:: Document extract ::

Ethics is a transitory state (one not always in play or even needed) rather than a state of being, though I can point to colleagues I know who were scrupulously ethical, so far as I can tell, and others (usually higher up in organizations) who seemed to be almost entirely unethical—who lied daily, who sought vengeance against staff for mere peccadillos or oversights, who lied to hurt others, and who (literally) attempted to and sometimes succeeded in destroying people’s lives for nothing but power over another. Let me note this fact so that non-archivists do not assume archivists are naturally immune to sin (to use intentionally a religious term).
I spent a tiny amount of time with archivists in the last one and two halves of a day, and at each of the two events I attended, the idea of the ethical requirements of archivists arose. That is because Terry Baxter, the current but outgoing (in both senses) president of the Society of American Archivists, was the major speaker at both events: the first a small and incomplete gathering colleagues who ran the Archives Leadership Institute for six year and the second a large event at the formal SAA conference.
The crux of these discussions (the first between Terry and me and the second from Terry to a seated assembly of archivists) was the distinction between morals and ethics—at least as I see it. Terry, as the video I present here demonstrates is about love, and I do not suggest Terry is wrong to use the word “love” in this context, even though or especially because, both of us were raised in families directed by their religions to see love as the highest form of human interaction (though the concept of love and the reality of it in practice may not appear to resemble each other at all).
Terry and I were both raised in different types of Christian homes, and both of us rejected our respective religions, and the practice of religion. The two of us are similar in our beliefs and tendencies yet quite different as well.
As a humanist, Terry sees love as the highest state of a human action, and as I sit here typing, I agree with that. However, we are also both amused by joking, and such jokes can often hurt people when they are not in a state of mind to accept the joke as gentle ribbing or when the joke is too biting, too full of actual teeth or unintentional hurt.
On the two days this week I saw Terry, he made the argument that love should trump rules forced on us, such as laws and regulations, and that, as an act of love, we would be morally right to ignore those rules when love—meaning showing deep respect for a person’s desperately needed support—was the overriding issue of our concern.
Please note I am rephrasing all of this and making assumptions based on what Terry has said. I am not suggesting I am presenting Terry’s thoughts exactly, only reasonably accurately.
Let me start with a return to the first night I spoke with Terry. I argued we, as government employees, have responsibilities we accepted when we were hired, and we would be ethically wrong to flout those rules to help even the most desperate person. I told him a story of mine, and it went something like this:
The last time I received a call from a person trying to access a birth certificate sealed by the state to protect the identity of the birth mother or both parents, I felt the greatest pain ever in such a situation. The woman who called me did so to help her father, who was quite elderly and simply wanted to know who his mother was. He wanted some connection to the person who made him within her body and made him well enough to live into his old age. I told her we did not have the records, but she could speak to the state’s vital records office and see if the parents had released the automatic hold on allowing access to such records, the chances of that being almost nil.

:::
:: Data listing ::

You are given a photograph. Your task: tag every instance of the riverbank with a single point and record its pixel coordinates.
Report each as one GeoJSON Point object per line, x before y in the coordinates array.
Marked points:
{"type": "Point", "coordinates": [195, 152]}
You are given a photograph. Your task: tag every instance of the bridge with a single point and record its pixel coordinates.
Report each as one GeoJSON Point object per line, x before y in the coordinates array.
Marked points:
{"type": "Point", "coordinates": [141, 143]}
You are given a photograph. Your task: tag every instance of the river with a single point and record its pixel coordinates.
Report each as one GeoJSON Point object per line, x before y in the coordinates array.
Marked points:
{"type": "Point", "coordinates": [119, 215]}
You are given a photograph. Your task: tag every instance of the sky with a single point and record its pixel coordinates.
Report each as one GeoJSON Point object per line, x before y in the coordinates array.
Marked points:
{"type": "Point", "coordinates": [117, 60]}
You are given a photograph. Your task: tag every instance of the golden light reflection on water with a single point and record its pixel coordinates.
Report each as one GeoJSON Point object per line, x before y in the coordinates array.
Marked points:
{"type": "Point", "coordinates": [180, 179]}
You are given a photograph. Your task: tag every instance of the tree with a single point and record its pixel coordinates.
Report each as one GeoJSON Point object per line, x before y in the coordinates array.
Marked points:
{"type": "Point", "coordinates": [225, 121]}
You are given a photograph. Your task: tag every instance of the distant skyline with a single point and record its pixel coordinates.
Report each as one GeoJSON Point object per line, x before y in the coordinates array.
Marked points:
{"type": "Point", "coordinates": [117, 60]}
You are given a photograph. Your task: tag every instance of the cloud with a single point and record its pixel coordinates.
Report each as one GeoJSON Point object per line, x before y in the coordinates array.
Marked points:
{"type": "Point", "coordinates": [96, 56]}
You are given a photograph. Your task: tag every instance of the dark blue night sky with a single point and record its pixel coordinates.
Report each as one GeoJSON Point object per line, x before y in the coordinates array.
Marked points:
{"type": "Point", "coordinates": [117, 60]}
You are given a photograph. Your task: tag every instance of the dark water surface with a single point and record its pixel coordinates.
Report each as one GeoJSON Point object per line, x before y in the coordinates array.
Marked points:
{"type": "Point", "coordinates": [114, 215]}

:::

What the task requires:
Answer these questions using the text on archivists' ethics.
1. What position did Terry Baxter hold in the Society of American Archivists?
2. In what kind of homes were Terry and the writer raised?
3. What did the elderly father in the writer's story want to know?

Solution for this exercise:
1. He was its current but outgoing president.
2. They were raised in different types of Christian homes.
3. He wanted to know who his mother was.